(Text excerpt begins)

I am mentally preparing myself. I am trying to physically prepare myself. I am already making changes to my home.
(Let me explain the home changes first) I live in a very small part of a very small town. This means that the one neighbor I have is not only close-minded, but fully in support of the Christian right without ever stepping foot in a church. So, to that end I have decided to alter our landscape a bit. I am, at this moment, having a privacy fence installed separating our properties. They are also dodgy neighbors, so a fence is called for in any circumstance. The privacy part means I don’t have to wear gender neutral or men’s clothes while I do yard work, which is a bonus! Also, I have a little girl who likes to sunbathe and she felt weird last summer with the neighbors sitting on their porch watching her.
The Physical preparation is that I am working out and eating healthy. I am trying to not only lose weight I needed to lose regardless; I am trying to feel better. I have a treadmill and I am starting to use my yoga mat for actual yoga. My son, Martin, is in very good shape so I am hopeful that he will give me pointers and encouragement. And yes, I want to look good in the clothes I will be wearing.
I grew up in a small town in Missouri. I had very little opportunity to be who I actually was. I had moments, wearing my little sisters’ clothes, or wearing my stepmothers’ clothes. I would be able to spend an hour or so feeling feminine, before having to take them off and put the boys’ clothes I was allowed to wear back on. I was attracted to girls, but also to a few boys. I was a girl in a boy’s body; it was all very confusing for me. So if I didn’t understand it, how could anyone else? How could I exist in a small town like that? Yet here I am again, in another small town. Now I have the ravages of testosterone to live down, which will never go away. I am going to get clocked, no matter what I do or the surgeries I have done. I don’t have the personality to pull off being the eccentric transgender, I don’t have the grace to be the lady above it all. It’s going to be tough and mostly not fun, but I will get to be a version of me, that is better than nothing at all.

(Text excerpt ends)
(Dataset extract begins)

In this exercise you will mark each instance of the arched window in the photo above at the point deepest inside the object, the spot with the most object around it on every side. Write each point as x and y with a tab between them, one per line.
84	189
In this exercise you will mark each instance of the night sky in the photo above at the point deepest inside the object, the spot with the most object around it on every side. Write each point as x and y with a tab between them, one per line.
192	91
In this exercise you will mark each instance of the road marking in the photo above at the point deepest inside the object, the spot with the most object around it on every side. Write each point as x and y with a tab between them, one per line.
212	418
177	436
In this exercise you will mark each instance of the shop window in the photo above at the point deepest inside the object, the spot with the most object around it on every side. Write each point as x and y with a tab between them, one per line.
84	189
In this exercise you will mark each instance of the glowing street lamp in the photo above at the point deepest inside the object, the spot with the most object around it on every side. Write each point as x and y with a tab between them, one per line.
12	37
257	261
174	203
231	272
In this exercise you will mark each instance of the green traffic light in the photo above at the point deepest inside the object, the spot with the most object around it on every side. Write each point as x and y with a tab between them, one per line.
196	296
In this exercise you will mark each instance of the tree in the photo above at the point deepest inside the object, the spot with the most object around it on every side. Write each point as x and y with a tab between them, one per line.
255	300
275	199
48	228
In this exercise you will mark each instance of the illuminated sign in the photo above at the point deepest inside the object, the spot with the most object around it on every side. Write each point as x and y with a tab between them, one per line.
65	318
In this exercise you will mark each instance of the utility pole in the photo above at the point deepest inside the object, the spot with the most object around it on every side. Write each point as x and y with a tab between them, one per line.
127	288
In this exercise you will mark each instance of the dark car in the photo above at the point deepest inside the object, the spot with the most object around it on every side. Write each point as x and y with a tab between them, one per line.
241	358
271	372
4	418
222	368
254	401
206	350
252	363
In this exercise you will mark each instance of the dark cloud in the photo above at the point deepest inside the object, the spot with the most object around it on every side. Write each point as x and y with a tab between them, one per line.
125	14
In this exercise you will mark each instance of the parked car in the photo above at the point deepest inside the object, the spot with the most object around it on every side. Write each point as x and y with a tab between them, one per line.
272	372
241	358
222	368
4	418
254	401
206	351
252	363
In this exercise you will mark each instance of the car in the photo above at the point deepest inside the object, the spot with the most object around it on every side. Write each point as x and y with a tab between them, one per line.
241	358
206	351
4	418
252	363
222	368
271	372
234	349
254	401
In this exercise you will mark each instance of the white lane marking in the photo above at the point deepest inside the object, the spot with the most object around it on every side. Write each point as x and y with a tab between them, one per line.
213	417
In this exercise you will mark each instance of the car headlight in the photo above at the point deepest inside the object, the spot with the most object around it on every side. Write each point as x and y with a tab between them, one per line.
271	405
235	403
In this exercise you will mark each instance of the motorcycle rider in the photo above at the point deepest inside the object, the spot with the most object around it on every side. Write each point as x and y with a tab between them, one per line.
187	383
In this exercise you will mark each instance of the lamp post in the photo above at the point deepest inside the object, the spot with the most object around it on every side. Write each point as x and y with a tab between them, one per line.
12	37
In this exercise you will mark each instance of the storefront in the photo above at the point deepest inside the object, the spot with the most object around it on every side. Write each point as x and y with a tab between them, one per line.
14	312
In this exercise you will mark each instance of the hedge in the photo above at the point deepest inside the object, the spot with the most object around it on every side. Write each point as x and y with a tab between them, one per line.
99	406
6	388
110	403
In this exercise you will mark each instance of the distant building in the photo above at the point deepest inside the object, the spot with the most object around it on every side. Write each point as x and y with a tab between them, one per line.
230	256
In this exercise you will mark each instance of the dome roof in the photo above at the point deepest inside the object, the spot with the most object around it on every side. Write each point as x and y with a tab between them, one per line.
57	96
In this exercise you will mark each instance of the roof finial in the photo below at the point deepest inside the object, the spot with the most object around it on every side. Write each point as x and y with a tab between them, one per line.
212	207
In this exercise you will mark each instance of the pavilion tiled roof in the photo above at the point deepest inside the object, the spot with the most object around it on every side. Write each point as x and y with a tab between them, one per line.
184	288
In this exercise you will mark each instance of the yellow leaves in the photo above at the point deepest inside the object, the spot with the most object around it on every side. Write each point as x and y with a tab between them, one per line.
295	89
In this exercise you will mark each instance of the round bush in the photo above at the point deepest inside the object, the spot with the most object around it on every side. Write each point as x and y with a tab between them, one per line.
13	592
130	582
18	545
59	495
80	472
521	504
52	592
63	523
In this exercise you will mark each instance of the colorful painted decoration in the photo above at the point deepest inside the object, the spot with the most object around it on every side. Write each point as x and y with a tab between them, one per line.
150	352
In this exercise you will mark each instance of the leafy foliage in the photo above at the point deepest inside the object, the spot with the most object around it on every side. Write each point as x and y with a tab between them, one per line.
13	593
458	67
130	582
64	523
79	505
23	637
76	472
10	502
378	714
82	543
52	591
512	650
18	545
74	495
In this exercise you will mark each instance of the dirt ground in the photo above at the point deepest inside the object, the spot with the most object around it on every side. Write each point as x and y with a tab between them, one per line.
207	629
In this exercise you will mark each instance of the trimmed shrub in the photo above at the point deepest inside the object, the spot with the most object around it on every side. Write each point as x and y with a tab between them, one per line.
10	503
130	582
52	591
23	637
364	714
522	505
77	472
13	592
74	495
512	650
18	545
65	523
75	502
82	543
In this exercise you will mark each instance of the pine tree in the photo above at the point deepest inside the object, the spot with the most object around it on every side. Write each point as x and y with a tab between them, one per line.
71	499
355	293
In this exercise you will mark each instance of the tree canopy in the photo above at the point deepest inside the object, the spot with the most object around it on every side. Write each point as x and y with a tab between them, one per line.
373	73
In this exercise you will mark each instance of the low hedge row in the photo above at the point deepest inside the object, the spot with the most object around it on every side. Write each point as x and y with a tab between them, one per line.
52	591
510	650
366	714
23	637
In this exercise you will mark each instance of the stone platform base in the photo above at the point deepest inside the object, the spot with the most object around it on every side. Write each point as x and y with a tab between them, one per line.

(Dataset extract ends)

◆ Task statement:
Rewrite the essay from the words "The Physical preparation" through "will be wearing.", swapping "treadmill" for "stationary bike".

◆ Task answer:
The Physical preparation is that I am working out and eating healthy. I am trying to not only lose weight I needed to lose regardless; I am trying to feel better. I have a stationary bike and I am starting to use my yoga mat for actual yoga. My son, Martin, is in very good shape so I am hopeful that he will give me pointers and encouragement. And yes, I want to look good in the clothes I will be wearing.